*Dataset records:*
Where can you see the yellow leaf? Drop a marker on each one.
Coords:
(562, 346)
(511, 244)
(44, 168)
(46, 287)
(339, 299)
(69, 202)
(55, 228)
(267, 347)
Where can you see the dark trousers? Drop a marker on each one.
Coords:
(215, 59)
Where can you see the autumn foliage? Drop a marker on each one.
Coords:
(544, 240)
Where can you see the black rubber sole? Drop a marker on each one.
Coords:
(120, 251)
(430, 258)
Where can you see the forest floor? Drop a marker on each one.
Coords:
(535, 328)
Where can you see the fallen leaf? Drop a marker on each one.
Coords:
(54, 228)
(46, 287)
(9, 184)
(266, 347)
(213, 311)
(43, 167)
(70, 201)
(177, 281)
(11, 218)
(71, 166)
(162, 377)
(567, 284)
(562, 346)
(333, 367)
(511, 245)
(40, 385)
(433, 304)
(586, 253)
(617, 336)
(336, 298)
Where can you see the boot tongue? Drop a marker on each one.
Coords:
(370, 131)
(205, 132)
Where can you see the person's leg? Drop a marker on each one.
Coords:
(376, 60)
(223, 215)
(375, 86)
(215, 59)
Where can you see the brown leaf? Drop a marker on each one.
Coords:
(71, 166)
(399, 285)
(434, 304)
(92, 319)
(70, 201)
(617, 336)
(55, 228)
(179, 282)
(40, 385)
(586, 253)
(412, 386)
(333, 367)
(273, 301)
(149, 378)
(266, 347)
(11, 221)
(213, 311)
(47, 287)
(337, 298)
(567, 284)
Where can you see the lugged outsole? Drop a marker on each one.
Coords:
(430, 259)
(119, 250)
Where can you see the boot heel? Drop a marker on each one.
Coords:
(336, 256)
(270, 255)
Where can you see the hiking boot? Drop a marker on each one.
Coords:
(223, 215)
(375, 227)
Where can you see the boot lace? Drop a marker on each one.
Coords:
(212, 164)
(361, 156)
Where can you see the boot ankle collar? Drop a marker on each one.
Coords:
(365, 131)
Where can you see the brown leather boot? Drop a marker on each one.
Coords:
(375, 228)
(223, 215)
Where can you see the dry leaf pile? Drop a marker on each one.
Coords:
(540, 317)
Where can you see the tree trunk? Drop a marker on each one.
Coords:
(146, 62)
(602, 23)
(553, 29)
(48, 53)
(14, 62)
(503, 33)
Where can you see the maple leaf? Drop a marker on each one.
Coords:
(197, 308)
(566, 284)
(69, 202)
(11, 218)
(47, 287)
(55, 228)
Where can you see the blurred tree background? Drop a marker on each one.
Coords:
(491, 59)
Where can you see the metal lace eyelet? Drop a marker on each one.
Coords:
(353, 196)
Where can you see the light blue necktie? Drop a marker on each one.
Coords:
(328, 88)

*Task requirements:* Repeat exactly, and only, the lines from the line containing "Where can you see the boot ankle" through the last line of the records above, both included.

*Output:*
Where can you see the boot ankle collar? Drop a marker on each one.
Coords:
(365, 131)
Where can you see the brown leather boot? Drop a marker on each one.
Coords:
(375, 228)
(223, 215)
Where can you see the dry leaf pile? Drop a marker on each one.
Coords:
(540, 317)
Where can you see the tree trunk? Drop a marker on each one.
Coords:
(146, 62)
(602, 23)
(553, 29)
(48, 53)
(14, 62)
(503, 33)
Where can you see the maple leaf? Drop a marker on each one.
Coords:
(197, 308)
(566, 284)
(69, 202)
(11, 218)
(47, 287)
(55, 228)
Where can you see the blurred tree background? Drop a marker on each one.
Coords:
(491, 59)
Where can you see the metal lace eyelet? Drop a marker on each one.
Coords:
(353, 196)
Where can you see the light blue necktie? Drop a marker on each one.
Coords:
(328, 88)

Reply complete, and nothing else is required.